The whole listing below is to be repeated without alteration.

..............................

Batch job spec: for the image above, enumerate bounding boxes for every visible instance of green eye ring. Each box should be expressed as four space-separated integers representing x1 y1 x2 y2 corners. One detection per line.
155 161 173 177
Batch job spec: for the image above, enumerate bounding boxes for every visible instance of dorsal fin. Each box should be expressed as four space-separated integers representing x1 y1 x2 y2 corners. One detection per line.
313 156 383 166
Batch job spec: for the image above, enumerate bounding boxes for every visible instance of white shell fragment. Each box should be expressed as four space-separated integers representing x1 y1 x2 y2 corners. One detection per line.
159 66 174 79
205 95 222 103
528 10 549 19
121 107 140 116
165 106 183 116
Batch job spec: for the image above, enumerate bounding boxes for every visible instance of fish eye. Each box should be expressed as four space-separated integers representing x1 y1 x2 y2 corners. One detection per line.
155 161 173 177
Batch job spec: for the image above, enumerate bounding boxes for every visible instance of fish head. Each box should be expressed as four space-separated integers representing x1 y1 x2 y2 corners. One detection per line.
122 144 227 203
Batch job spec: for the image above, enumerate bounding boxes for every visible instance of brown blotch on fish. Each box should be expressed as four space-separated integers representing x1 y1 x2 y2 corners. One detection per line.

..............................

Answer for the task →
Batch job spec: for the image above, enumerate bounding boxes for every visible instance of green eye ring. Each box should be expressed as four space-separated integers representing x1 y1 x2 y2 corners. One detection per line.
155 161 173 177
Batch job spec: for the image above, enumerate bounding boxes for every visible instance of dorsal fin. Each box should be expressed as four space-separated integers representing x1 y1 x2 y2 corners. One detection per line.
313 156 383 166
Batch job spec: for the image above, enumerate bounding boxes for every visible instance of white shell fragment. Each box should be expressed as four space-separated integers representing x1 y1 x2 y2 corners. One detection per line.
159 66 174 79
205 95 222 103
528 10 549 19
121 107 140 116
165 106 183 116
Batch job spec: for the image above, enumerate bounding boxes for every visible instance of fish eye. Each box should be expressed as four space-separated integers representing x1 y1 x2 y2 corners. One detection per line.
155 161 173 177
Batch job spec: for the image above, enumerate bounding boxes for every visible instance of fish head. Each box should be expressed as four space-separated integers representing x1 y1 x2 y2 corners. One detection per line.
122 144 227 203
Batch job spec: for the image above, enumerate bounding boxes for every visible instance of brown blotch on fish. Each box should be expressed as four space-separated integers representing x1 y1 x2 y2 corners. One detection per line.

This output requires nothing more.